Request
Please extract each line of the data below that contains the string "pool", and copy those lines in full.

Items from a labeling collection
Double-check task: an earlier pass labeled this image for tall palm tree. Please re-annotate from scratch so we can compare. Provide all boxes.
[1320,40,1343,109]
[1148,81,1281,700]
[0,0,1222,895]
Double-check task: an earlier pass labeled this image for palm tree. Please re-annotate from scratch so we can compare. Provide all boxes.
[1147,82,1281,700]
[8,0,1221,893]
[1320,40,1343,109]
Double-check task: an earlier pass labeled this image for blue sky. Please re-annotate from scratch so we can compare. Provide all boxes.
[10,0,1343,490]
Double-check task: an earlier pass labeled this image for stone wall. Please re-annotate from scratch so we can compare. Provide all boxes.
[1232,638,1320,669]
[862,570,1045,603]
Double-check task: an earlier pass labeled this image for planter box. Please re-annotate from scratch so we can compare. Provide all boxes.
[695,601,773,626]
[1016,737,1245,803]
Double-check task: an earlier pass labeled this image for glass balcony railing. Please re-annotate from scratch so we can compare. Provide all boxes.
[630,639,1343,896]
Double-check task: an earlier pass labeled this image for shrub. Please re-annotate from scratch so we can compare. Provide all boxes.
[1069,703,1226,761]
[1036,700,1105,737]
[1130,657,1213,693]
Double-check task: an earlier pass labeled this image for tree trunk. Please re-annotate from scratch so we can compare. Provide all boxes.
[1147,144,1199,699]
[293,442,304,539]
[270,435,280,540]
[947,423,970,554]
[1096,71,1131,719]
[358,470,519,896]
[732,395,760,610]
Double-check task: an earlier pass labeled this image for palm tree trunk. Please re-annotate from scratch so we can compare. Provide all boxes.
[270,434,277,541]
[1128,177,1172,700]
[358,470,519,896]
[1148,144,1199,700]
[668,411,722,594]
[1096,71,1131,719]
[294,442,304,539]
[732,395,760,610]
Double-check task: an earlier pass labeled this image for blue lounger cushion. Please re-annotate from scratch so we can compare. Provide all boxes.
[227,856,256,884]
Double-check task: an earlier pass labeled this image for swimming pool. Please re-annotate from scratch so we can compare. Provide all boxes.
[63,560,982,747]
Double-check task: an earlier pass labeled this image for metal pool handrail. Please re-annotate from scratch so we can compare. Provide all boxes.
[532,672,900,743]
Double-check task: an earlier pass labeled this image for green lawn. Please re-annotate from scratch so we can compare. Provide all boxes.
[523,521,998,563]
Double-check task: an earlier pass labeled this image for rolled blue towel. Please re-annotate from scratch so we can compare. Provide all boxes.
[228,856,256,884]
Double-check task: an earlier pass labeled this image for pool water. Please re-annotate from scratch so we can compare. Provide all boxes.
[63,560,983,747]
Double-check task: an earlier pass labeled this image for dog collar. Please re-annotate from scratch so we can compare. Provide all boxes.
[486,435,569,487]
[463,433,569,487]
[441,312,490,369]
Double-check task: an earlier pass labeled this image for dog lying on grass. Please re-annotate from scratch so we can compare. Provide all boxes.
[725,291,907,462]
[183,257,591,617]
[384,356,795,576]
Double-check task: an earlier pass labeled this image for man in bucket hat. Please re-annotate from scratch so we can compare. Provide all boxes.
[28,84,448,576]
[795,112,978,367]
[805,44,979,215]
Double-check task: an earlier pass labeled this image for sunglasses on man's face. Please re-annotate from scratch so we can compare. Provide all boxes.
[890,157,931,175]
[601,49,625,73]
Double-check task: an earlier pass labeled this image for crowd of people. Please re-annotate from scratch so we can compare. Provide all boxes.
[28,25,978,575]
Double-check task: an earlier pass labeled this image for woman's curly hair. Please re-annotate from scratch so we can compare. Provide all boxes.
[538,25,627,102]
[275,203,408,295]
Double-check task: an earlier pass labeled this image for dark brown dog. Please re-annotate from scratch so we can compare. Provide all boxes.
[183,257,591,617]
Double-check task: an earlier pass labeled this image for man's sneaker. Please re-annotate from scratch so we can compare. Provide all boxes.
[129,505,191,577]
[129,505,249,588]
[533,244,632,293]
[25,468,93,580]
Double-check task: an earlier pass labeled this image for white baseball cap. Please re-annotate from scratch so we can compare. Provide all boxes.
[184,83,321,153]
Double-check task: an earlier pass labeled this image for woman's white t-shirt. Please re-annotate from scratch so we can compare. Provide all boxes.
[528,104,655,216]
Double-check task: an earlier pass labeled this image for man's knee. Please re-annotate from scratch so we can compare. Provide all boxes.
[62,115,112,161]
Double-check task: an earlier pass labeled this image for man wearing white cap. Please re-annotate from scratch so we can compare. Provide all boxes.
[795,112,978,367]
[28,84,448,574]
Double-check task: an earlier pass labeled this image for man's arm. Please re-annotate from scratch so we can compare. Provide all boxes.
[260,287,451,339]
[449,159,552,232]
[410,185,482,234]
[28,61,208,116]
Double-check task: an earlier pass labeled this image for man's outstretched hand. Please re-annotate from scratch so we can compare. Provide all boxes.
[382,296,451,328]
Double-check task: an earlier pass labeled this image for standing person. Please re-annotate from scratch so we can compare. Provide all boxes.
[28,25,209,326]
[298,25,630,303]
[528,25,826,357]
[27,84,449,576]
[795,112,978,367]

Answer to this problem
Double-check task: an earlier pass labeled this image for swimming pool. Please re-annotate from scratch so we can compare. Provide all boxes.
Double-check task: an earlier pass labeled this image for metal pool handrail. Please re-annotate from scratch so we can compare. Provide all boxes.
Double-check task: an earlier pass labeled this image for pool water. Please re-annotate from scratch so we can compare. Provide all boxes.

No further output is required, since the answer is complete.